*** Data shown Section Begins ***

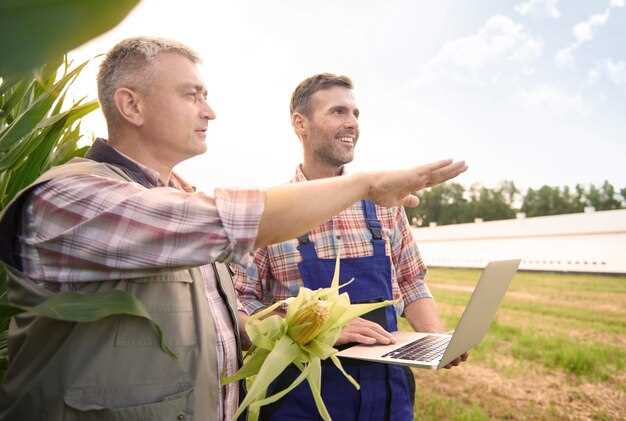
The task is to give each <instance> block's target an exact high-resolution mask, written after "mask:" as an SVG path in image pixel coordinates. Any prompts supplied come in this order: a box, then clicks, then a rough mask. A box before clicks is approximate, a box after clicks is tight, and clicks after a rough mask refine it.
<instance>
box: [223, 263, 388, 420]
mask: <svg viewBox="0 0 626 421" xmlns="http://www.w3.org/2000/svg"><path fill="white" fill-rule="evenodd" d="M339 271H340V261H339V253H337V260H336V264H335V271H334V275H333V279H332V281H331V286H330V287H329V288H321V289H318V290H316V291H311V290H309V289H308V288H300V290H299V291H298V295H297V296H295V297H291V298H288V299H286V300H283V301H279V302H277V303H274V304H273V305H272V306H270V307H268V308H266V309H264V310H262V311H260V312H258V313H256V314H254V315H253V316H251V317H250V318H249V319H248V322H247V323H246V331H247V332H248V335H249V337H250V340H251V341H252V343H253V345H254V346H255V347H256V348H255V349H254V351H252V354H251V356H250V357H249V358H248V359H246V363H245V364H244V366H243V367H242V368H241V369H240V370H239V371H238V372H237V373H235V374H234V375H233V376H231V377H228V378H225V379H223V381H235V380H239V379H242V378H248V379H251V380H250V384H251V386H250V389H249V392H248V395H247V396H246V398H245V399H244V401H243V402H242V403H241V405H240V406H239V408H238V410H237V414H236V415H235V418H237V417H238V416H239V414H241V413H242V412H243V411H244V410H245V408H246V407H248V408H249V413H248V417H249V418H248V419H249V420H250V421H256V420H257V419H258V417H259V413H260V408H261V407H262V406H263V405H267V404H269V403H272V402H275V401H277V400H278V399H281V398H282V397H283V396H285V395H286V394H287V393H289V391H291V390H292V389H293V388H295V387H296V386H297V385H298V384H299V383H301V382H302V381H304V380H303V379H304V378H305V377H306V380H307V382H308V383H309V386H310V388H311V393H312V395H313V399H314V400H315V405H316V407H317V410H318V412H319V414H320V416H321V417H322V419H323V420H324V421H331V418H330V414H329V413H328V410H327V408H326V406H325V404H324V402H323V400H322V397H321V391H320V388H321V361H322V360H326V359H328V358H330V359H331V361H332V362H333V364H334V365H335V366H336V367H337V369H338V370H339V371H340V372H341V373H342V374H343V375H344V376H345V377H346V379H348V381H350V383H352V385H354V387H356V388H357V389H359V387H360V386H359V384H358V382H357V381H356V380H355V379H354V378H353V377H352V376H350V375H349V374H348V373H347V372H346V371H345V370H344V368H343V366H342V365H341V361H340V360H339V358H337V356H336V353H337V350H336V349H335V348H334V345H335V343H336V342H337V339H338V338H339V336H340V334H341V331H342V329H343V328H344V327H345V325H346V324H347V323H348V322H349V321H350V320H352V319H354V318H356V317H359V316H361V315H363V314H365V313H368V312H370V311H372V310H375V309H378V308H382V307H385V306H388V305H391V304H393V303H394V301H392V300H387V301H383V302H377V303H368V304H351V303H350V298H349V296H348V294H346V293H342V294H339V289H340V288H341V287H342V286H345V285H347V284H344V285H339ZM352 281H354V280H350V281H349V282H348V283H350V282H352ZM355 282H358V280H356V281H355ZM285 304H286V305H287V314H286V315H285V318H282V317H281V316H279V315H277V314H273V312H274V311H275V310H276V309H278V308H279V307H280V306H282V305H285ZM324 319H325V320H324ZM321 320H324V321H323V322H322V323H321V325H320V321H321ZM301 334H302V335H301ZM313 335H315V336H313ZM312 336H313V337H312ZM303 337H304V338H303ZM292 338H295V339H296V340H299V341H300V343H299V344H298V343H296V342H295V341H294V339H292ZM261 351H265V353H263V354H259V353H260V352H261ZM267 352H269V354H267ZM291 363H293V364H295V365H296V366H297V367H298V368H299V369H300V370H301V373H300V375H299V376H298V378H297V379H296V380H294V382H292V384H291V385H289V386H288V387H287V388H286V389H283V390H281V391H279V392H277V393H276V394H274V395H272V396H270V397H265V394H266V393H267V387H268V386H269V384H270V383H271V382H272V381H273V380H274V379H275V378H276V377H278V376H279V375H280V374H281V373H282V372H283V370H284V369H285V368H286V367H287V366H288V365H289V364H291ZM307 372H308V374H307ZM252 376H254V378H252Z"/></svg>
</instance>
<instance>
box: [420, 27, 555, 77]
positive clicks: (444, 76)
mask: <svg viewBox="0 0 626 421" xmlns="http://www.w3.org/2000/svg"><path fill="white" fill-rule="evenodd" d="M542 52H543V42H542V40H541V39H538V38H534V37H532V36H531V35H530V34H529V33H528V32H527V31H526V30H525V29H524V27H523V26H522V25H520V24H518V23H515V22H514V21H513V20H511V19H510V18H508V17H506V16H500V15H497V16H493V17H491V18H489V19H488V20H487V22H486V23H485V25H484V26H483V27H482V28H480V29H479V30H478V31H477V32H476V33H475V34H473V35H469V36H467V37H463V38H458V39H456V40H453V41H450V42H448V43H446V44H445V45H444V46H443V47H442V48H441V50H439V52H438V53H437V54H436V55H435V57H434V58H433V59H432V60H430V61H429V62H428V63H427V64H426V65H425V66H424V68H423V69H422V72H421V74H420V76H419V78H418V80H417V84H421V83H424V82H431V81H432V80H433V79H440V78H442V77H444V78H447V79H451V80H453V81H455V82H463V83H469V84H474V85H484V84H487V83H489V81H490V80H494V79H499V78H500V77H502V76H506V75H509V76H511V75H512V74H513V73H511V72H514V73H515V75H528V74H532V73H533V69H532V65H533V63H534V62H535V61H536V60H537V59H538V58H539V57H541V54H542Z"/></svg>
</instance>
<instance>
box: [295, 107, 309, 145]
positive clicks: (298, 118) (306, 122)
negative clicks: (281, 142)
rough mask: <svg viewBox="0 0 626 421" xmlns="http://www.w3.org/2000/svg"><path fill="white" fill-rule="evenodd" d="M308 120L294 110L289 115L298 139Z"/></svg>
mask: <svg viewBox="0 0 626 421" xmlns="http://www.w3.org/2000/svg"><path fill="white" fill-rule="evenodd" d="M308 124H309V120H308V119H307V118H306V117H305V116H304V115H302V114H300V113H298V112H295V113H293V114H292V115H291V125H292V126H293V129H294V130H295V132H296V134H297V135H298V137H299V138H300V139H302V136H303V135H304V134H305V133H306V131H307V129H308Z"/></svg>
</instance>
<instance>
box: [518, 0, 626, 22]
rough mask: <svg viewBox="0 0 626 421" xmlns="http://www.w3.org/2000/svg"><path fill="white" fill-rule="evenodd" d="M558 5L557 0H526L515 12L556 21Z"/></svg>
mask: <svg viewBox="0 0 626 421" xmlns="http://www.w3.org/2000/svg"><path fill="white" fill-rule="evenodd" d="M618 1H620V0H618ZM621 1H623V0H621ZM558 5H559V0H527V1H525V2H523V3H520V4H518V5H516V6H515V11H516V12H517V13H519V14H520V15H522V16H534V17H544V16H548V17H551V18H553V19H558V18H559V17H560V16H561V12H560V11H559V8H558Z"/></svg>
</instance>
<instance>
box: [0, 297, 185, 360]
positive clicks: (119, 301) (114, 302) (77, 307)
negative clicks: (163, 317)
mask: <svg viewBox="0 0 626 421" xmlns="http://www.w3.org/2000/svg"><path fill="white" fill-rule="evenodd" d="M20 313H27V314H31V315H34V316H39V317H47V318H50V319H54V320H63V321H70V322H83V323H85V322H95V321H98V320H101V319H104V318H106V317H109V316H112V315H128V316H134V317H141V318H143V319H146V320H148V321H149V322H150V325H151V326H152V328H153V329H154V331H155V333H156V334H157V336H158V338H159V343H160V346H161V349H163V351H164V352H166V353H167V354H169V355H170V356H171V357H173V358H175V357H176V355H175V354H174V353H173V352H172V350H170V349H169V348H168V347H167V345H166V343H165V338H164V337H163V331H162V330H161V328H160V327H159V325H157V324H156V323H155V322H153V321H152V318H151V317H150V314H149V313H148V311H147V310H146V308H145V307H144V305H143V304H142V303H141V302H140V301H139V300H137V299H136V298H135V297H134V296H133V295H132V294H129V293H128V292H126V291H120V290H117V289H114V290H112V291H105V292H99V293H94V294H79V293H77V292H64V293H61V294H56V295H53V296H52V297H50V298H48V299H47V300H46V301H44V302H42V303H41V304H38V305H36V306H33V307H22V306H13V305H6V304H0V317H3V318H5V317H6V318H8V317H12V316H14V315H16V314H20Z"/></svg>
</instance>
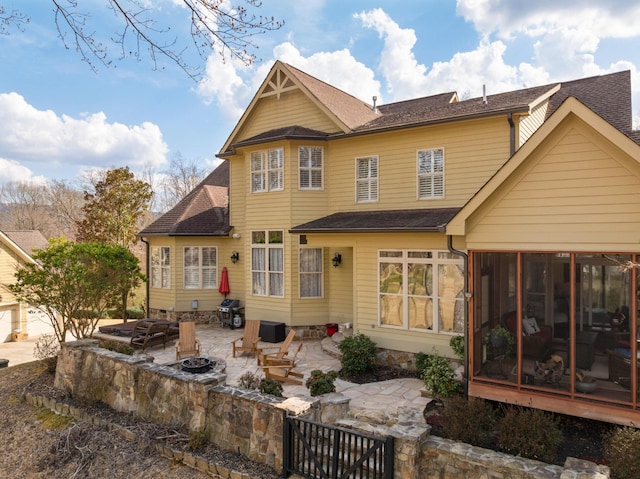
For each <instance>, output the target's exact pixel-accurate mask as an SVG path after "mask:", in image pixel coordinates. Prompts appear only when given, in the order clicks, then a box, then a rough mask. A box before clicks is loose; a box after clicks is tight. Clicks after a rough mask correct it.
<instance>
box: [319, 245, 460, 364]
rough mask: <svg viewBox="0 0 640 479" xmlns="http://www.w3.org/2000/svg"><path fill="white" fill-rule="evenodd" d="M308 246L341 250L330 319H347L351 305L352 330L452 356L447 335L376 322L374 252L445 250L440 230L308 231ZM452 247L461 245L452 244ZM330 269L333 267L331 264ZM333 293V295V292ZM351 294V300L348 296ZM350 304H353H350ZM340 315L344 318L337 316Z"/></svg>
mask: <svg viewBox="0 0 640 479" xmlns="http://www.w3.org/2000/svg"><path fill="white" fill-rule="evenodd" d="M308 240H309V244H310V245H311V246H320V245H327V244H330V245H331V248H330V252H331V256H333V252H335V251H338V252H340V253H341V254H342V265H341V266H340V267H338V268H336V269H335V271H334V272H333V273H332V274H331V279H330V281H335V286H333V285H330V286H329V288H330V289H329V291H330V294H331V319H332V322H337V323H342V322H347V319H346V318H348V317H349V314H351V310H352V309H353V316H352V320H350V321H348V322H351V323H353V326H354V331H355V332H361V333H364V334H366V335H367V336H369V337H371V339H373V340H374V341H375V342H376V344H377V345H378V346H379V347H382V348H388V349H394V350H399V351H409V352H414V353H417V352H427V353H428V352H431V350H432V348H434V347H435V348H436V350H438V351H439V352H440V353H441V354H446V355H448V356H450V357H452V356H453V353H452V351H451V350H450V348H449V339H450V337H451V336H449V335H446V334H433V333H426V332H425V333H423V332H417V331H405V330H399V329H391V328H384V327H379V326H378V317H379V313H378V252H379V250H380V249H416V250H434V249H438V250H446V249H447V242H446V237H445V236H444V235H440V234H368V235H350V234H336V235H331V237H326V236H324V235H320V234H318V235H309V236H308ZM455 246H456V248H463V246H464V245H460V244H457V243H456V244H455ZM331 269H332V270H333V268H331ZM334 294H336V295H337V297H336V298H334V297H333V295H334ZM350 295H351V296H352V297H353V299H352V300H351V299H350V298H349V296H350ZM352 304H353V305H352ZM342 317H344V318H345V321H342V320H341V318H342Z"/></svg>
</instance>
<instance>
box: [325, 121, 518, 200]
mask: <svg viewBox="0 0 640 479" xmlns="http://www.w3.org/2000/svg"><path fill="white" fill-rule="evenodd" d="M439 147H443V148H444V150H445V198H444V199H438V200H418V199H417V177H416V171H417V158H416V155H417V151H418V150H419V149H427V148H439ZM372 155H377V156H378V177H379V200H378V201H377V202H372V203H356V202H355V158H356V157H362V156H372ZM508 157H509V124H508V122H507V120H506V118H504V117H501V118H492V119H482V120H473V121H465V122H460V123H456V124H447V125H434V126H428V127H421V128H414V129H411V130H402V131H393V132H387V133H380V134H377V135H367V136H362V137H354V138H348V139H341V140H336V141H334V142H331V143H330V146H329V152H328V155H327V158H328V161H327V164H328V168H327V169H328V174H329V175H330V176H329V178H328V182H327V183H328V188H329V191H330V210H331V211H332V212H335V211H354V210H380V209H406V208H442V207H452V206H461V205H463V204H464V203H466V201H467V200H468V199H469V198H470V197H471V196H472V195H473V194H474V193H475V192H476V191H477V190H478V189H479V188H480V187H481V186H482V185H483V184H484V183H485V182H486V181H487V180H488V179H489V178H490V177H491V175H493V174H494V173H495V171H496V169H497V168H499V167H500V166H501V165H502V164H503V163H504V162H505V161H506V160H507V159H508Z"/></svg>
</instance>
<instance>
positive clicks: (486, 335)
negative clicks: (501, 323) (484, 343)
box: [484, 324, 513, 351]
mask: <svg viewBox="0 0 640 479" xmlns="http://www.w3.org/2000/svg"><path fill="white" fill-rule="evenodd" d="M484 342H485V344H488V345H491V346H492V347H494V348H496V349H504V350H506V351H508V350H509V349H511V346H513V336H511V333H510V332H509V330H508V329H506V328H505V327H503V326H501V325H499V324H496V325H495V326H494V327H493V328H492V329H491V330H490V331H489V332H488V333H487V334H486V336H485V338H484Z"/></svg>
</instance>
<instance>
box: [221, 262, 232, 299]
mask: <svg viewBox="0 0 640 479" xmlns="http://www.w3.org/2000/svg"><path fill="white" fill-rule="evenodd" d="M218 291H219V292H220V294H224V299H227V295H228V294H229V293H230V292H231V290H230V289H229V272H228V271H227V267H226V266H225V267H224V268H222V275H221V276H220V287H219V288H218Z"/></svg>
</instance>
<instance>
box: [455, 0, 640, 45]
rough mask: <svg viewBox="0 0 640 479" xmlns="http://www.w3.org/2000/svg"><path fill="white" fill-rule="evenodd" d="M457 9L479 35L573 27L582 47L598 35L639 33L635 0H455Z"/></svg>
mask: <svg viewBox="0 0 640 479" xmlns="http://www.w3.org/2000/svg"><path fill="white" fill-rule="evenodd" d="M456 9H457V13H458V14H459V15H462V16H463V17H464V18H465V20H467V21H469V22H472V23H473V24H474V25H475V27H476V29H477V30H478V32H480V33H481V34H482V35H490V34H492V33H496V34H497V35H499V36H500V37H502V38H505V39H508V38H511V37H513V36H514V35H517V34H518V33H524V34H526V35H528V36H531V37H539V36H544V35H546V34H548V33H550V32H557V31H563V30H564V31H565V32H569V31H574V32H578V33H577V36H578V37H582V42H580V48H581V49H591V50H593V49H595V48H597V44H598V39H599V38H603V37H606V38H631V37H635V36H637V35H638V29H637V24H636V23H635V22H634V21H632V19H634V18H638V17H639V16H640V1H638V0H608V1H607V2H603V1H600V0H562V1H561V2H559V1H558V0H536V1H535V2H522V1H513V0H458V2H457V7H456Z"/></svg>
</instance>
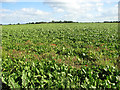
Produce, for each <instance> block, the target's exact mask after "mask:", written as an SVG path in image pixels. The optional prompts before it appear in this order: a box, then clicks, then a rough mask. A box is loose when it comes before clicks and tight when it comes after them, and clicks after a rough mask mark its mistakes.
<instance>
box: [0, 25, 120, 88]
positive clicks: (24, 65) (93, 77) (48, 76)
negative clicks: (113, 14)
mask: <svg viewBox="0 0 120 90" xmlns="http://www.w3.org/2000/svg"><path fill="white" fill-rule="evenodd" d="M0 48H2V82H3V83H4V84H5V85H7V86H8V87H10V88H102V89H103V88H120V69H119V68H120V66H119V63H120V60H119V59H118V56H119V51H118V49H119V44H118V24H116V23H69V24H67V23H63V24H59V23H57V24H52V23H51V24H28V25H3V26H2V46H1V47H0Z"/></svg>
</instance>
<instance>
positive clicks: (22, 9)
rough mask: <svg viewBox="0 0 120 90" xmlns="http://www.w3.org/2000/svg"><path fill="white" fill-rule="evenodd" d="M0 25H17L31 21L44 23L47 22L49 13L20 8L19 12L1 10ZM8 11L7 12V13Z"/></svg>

*** Data shown Section Ends ***

• **Instructions to follow**:
With all pictures omitted, return exactly the lines from the one containing "9L479 35L573 27L582" through the end of the entries above.

• **Task answer**:
rough mask: <svg viewBox="0 0 640 479" xmlns="http://www.w3.org/2000/svg"><path fill="white" fill-rule="evenodd" d="M457 9L479 35L573 27L582 47L598 35L639 33L635 0H455Z"/></svg>
mask: <svg viewBox="0 0 640 479" xmlns="http://www.w3.org/2000/svg"><path fill="white" fill-rule="evenodd" d="M456 9H457V13H458V14H459V15H462V16H463V17H464V18H465V20H467V21H469V22H472V23H473V24H474V25H475V27H476V29H477V30H478V32H480V33H481V34H482V35H490V34H492V33H496V34H497V35H499V36H500V37H502V38H505V39H508V38H511V37H513V36H514V35H517V34H518V33H524V34H526V35H528V36H531V37H539V36H544V35H546V34H548V33H550V32H557V31H563V30H564V31H565V32H569V31H574V32H578V33H577V36H578V37H582V42H580V48H581V49H591V50H593V49H595V48H597V44H598V39H599V38H603V37H606V38H631V37H635V36H637V35H638V29H637V24H636V23H635V22H634V21H632V19H634V18H638V17H639V16H640V1H638V0H608V1H607V2H603V1H600V0H562V1H561V2H559V1H558V0H536V1H535V2H522V1H513V0H458V2H457V7H456Z"/></svg>
</instance>
Produce, for each <instance> block, the target's exact mask after "mask:", written as an SVG path in image pixels. The optional prompts before it appear in this order: a box, then clicks, then a rough mask. A box is loose when it comes before clicks and tight when it comes after them, and clicks after a rough mask mark its mistakes.
<instance>
box: [0, 25, 120, 88]
positive clicks: (24, 65) (93, 77) (48, 76)
negative clicks: (113, 14)
mask: <svg viewBox="0 0 120 90" xmlns="http://www.w3.org/2000/svg"><path fill="white" fill-rule="evenodd" d="M0 48H2V82H3V83H4V84H5V85H7V86H8V87H10V88H102V89H103V88H120V69H119V68H120V66H119V63H120V60H119V59H118V56H119V51H118V49H119V44H118V24H116V23H69V24H67V23H63V24H59V23H57V24H52V23H51V24H28V25H3V26H2V46H1V47H0Z"/></svg>
</instance>
<instance>
positive clicks: (22, 9)
rough mask: <svg viewBox="0 0 120 90" xmlns="http://www.w3.org/2000/svg"><path fill="white" fill-rule="evenodd" d="M0 25H17L31 21L44 23L47 22L49 13L20 8L19 12L1 10ZM8 11L7 12V13Z"/></svg>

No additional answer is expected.